_Stored data_.
+--
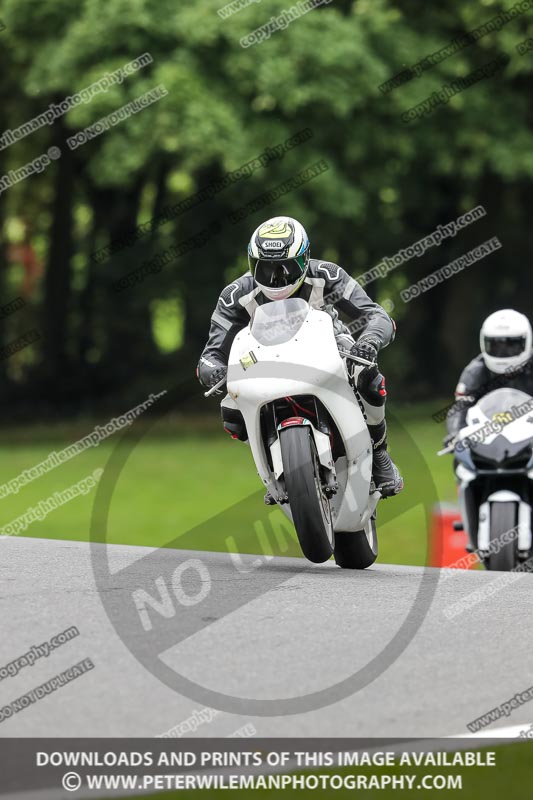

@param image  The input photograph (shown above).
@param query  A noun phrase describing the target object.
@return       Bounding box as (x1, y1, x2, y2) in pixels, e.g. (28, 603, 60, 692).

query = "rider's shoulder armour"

(308, 260, 344, 283)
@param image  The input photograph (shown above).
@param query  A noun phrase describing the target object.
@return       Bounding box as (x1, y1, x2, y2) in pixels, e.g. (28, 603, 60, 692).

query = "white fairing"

(227, 299, 377, 532)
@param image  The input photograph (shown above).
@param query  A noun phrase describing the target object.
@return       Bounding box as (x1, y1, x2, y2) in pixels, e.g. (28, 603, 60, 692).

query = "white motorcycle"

(206, 297, 382, 568)
(439, 387, 533, 570)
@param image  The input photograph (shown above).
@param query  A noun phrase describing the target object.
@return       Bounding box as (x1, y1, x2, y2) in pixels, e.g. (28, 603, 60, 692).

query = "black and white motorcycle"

(439, 387, 533, 570)
(205, 297, 382, 568)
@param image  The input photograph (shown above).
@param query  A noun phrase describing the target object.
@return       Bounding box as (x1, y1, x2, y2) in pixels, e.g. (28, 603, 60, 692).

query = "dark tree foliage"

(0, 0, 531, 417)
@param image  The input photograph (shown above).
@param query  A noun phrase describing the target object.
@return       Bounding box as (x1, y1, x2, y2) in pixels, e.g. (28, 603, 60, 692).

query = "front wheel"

(486, 502, 518, 571)
(280, 426, 333, 563)
(334, 518, 378, 569)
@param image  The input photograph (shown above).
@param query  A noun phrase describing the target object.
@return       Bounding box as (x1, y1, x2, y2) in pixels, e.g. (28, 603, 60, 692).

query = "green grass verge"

(0, 404, 456, 565)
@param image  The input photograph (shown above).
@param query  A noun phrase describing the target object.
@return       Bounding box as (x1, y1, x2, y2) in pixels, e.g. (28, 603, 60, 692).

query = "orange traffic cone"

(429, 502, 474, 569)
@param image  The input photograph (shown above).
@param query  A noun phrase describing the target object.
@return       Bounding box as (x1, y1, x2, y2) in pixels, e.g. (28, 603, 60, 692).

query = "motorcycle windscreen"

(250, 298, 309, 346)
(475, 387, 533, 424)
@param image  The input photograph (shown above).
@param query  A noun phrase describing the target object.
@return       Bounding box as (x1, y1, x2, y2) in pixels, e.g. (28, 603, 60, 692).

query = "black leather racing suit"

(446, 354, 533, 437)
(197, 259, 395, 438)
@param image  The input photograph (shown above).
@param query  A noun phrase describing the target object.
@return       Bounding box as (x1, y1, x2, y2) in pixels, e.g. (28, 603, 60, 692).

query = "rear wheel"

(334, 518, 378, 569)
(280, 426, 333, 563)
(486, 502, 518, 571)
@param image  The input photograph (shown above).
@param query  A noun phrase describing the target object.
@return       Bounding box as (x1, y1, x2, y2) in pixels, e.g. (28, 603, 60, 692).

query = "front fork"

(261, 401, 338, 502)
(476, 490, 532, 558)
(269, 417, 337, 503)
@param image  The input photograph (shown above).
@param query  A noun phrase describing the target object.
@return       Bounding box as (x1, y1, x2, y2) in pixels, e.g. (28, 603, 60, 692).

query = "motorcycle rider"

(445, 309, 533, 442)
(197, 216, 403, 497)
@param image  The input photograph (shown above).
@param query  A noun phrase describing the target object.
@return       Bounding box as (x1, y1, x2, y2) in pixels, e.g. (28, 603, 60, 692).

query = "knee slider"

(358, 368, 387, 407)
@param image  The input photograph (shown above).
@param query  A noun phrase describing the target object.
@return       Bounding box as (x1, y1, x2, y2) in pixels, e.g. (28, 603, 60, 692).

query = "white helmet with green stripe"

(248, 216, 310, 300)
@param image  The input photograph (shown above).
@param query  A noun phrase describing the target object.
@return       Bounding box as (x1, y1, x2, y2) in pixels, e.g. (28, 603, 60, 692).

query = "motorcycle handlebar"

(437, 443, 455, 456)
(338, 350, 376, 368)
(203, 377, 226, 398)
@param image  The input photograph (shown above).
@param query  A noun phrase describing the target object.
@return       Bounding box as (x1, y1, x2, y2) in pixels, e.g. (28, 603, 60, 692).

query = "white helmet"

(480, 309, 532, 374)
(248, 216, 310, 301)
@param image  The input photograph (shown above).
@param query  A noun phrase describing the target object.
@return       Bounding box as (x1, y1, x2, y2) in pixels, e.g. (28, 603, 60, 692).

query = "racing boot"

(368, 421, 403, 497)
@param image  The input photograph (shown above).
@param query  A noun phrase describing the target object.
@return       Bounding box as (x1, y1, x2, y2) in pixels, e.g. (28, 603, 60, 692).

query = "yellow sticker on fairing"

(240, 351, 258, 370)
(492, 411, 513, 424)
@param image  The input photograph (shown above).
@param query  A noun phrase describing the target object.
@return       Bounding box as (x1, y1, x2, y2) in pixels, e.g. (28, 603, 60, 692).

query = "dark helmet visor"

(484, 336, 526, 357)
(252, 257, 306, 288)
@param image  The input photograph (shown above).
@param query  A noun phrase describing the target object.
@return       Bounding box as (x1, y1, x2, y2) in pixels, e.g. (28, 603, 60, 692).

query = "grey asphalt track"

(1, 536, 533, 737)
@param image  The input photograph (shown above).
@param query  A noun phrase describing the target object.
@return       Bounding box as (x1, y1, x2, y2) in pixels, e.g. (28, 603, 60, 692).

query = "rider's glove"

(207, 366, 227, 395)
(350, 336, 379, 365)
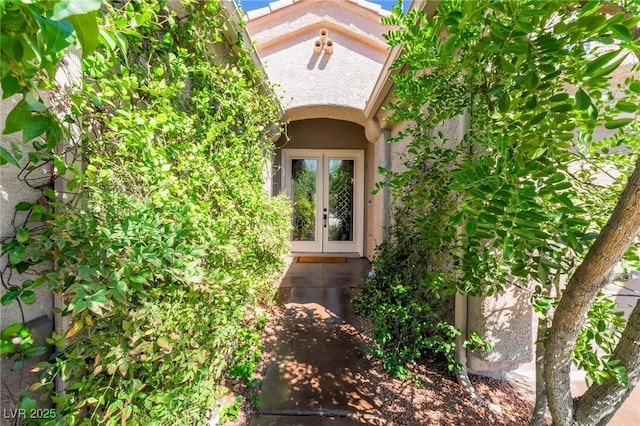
+--
_EXERCISE INSTRUCTIONS_. The entries are to be printed exactly as written; the pictures are to be left out.

_WRITTEN ANSWER_.
@param image  The input photograph (shown above).
@param query  A noun phrase describing the target object.
@return       Bounding box as (x1, y1, x2, y2) in pixels, e.g. (28, 603, 60, 692).

query = "rider's shoulder armour"

(308, 260, 344, 283)
@param image  The input photograph (shown above).
@param query  A noun phrase describing the target object.
@return       Bounding box as (x1, y1, x2, y2) in pixels, e.g. (28, 603, 60, 692).

query = "white fairing"

(227, 299, 377, 532)
@param image  The input photograph (shown above).
@param query  A noun phrase describing the target object.
@return       Bounding box as (x1, y1, x2, y2) in pixels, e.g. (28, 603, 60, 692).

query = "white motorcycle"

(206, 297, 382, 568)
(439, 387, 533, 570)
@param image  The input photograph (shown above).
@param query  A noun phrase describing the target object.
@return       Bounding box as (x1, y1, x2, y2) in pixels, e.g. (28, 603, 60, 692).

query = "black and white motorcycle"

(439, 387, 533, 570)
(205, 297, 382, 568)
@param image  The input photograph (shown above).
@param query  A noun phrase describing the target object.
@return       Bounding box as (x1, y1, x2, y2) in pixels, e.g. (28, 603, 60, 692).

query = "dark tree foliage"

(0, 0, 531, 417)
@param image  The input photograph (shown above).
@param query  A noun phrase describing the target object.
@return       Bounding box as (x1, y1, x2, y2) in pixels, e.g. (28, 603, 60, 692).

query = "front wheel"

(486, 502, 518, 571)
(280, 426, 333, 563)
(334, 518, 378, 569)
@param image  The input photograph (shown above).
@param query  A noun phrase describing the target object.
@return       Bounding box as (x1, y1, x2, y2) in pixels, e.g. (28, 603, 60, 692).

query = "green grass verge"

(0, 404, 456, 565)
@param image  The input photograph (shown above).
@param query  A noun phrase describing the target object.
@return       Bounding box as (x1, y1, x2, y2) in pixels, e.g. (28, 603, 60, 692).

query = "orange traffic cone"

(429, 502, 474, 569)
@param image  The input photograph (shown above).
@param query  A noun phrase describing the target object.
@return       Bounding box as (x1, y1, x2, y2) in pixels, e.g. (28, 603, 60, 692).

query = "motorcycle windscreen"

(250, 298, 309, 346)
(475, 387, 533, 424)
@param image  The input photograph (shown above).
@param query  A noun phrase describing the target object.
@return       Bounding box as (x1, y1, x2, y2) in pixels, e.g. (28, 603, 60, 692).

query = "black leather racing suit"

(446, 354, 533, 437)
(197, 259, 395, 438)
@param image  The input photograph (shown above).
@param query  A noun phrase describing the target object.
@return       Bounding box as (x1, y1, x2, y2) in pixels, e.g. (28, 603, 60, 692).

query = "rear wheel"

(334, 518, 378, 569)
(280, 426, 333, 563)
(486, 502, 518, 571)
@param image  The input photograph (shown above).
@param query  A noun phrase describing the target object.
@return       Bounding box as (x1, y1, x2, y2) in pixels, e.g. (28, 603, 60, 692).

query = "front fork"

(261, 401, 338, 502)
(476, 490, 532, 558)
(269, 417, 337, 503)
@param image  The input photograph (shown above).
@param query  A noun phrase describing the target object.
@return       Bounding box as (x1, y1, x2, y2) in pixels, e.g. (28, 603, 60, 692).

query = "motorcycle rider"

(445, 309, 533, 442)
(197, 216, 403, 497)
@param image  The input photograph (shown above).
@param query  A noun phrase describing the target object.
@return       Bounding box as (x1, y1, x2, y2) in pixels, e.g. (28, 603, 60, 692).

query = "knee slider"

(358, 368, 387, 407)
@param image  The input photograph (shown above).
@param query  A noun phrase describing the target object.
@return       Bounding box as (x1, y1, x2, y2) in pixels, e.g. (28, 603, 60, 692).

query = "white helmet with green stripe"

(248, 216, 310, 300)
@param image  The input photograph (shown above).
@param query  A noun phrase describing the target object.
@return       Bounding box as (x1, y1, x2, y2) in pixels, e.g. (28, 603, 60, 692).

query = "motorcycle handlebar"

(437, 443, 455, 456)
(338, 350, 376, 368)
(203, 377, 226, 398)
@param image  The input photograph (shown above).
@param query  A noun phrase describing the target object.
@return       Bounding box as (x1, y1, x2, y2) in pixels, e.g. (28, 603, 60, 692).

query = "white helmet"

(480, 309, 532, 374)
(248, 216, 310, 301)
@param image  The input photograph (shown above).
@param query  A noun phrase describing the target object.
@return       Bounding box as (x1, y1, x2, y2) in pixels, e.g. (28, 603, 60, 692).

query = "racing boot"

(368, 421, 403, 497)
@param image  The input photograph (shown above).
@param query  A noun phrase describing the target object.
@return       Bounding box as (x1, y1, x2, y2) in pixels, e.g. (28, 603, 60, 692).

query = "yellow sticker on fairing"

(240, 351, 258, 370)
(492, 411, 513, 424)
@param image  The input photograph (shown above).
@param query  A noun phrase describing the target object.
@return       Bounding box as (x1, y1, x2, y2) in pixels, e.g. (28, 603, 60, 692).

query = "dark helmet visor"

(484, 336, 526, 357)
(252, 257, 306, 288)
@param image  The input photograph (shown above).
@param query  A noun phrase describing the target object.
@return       Bounding box as (x1, y1, x2, y2) in pixels, e.g. (28, 603, 60, 692).

query = "grey asphalt track"

(1, 536, 533, 737)
@param image  The input photograph (shown above).
@param query  A noun phrase describing the target object.
@return       Bounding box as (x1, y1, x2, y2) in pixels, e.g. (28, 603, 60, 692).

query = "rider's glove"

(207, 366, 227, 395)
(350, 336, 379, 365)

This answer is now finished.